■ **Texto**
§
Anúncio de um boulevard

Tito Luis Kehl

Os endinheirados de sempre, invariavelmente dispostos a aumentar seus proventos, ressurgem mais uma vez das profundezas de seus cofres abarrotados, e abrem a sua bocarra para se lançar sobre o patrimônio de todos, para torná-lo exclusivo de seus privilégios, como se não houvesse nada sagrado nesse mundo, que não possa ser comprado e destruído pela sanha de lucro e luxo dos mesmos de toda hora.

Não há respeito pelo passado, não há respeito pelas leis da cidade, não há respeito pela res pública.

Não há respeito pelo futuro. Administra-se o futuro ao bel prazer, apondo-se o velho carimbo burguês, excludente e ávido, sobre um espaço que deveria ser democraticamente disponibilizado para toda a população da cidade.

Sob o manto mentiroso da propaganda, alardeiam-se intenções nobres, que são o contrário do que parece.

Assim é que, para cosmetizar o monstrengo e açucarar o estrago, anuncia-se a inauguração de um boulevard, espaço cujo próprio nome francês já denuncia o que está por trás, e esse chumaço de lojinhas é descrito como sendo de acesso à população da cidade…

Mas eu me pergunto, só por curiosidade: quanto custará o cafezinho nessa suposta festa democrática?

O monstro é ainda comparado a outro empreendimento, na capital do Estado, oh!, é claro, mas oculta-se que o tal não-sei-que Matarazzo fica numa região já há décadas verticalizada, onde abantesmas de noventa metros de altura não são novidade.

A propaganda desse Satanás urbano chega ao ponto de mostrar varandas cheias de vasos, para subliminarmente passar a ideia de verde, de natureza, de ecologia, como se samambaia de madame fosse mata ciliar do nosso rio.

Nem vou falar do bem tombado, conspurcado, ou do zoneamento atropelado, ou da paisagem destruída.

Falo apenas do duvidoso direito que tem um grupo minúsculo, apenas apoiado no dinheiro, de se apropriar do que é de todos, e estabelecer sobre a cidade sua assinatura horrorosa, apenas porque ao redor de qualquer mesa reuniram-se meia dúzia de altíssimos salários e decidiram que a partir de agora “aquilo é nosso”, e que se dane todo o resto.
§
■ **Tarefa curta**
Reproduza sem alterações o trecho do texto sobre o anúncio do boulevard que começa em "Os endinheirados de" e segue até "de toda hora.".

■ **Linhas de dados**
§
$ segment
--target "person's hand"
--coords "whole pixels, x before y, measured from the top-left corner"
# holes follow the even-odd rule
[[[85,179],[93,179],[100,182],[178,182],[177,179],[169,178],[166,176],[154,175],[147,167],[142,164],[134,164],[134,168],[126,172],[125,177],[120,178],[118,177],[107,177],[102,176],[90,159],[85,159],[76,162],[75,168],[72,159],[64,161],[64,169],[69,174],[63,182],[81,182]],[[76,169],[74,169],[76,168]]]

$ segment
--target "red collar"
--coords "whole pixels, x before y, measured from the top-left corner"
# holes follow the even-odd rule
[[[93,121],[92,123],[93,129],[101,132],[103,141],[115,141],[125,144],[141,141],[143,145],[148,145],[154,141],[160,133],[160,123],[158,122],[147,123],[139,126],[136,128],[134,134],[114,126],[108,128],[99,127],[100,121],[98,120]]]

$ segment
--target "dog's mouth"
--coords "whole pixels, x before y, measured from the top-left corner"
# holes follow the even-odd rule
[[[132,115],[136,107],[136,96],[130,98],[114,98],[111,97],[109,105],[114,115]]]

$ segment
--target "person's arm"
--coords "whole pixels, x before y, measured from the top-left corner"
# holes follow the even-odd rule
§
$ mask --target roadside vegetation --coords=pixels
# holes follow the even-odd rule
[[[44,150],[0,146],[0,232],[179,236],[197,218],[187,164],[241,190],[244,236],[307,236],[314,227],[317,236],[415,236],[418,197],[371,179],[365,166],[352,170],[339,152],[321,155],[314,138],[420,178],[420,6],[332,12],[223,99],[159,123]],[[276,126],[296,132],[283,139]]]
§
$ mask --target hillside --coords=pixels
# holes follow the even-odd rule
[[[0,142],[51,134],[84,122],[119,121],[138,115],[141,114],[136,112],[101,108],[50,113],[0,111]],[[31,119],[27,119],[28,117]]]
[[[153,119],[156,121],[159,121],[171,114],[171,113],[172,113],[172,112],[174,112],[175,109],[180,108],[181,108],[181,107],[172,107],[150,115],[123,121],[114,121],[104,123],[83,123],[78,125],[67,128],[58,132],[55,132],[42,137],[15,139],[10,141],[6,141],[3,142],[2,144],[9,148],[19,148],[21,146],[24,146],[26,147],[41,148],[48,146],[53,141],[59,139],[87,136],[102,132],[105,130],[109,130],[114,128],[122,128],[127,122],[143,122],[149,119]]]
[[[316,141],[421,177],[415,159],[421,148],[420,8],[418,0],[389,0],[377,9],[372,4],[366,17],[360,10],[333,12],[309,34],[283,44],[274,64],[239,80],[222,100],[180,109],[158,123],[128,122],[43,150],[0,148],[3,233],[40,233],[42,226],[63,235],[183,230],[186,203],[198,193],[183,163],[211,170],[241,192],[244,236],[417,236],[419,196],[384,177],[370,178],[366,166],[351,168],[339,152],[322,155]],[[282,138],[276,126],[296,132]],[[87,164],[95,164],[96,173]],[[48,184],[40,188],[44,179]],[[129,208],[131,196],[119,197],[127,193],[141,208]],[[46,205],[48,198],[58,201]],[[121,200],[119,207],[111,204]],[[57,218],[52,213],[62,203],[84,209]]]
§
■ **Resposta da tarefa**
Os endinheirados de sempre, invariavelmente dispostos a aumentar seus proventos, ressurgem mais uma vez das profundezas de seus cofres abarrotados, e abrem a sua bocarra para se lançar sobre o patrimônio de todos, para torná-lo exclusivo de seus privilégios, como se não houvesse nada sagrado nesse mundo, que não possa ser comprado e destruído pela sanha de lucro e luxo dos mesmos de toda hora.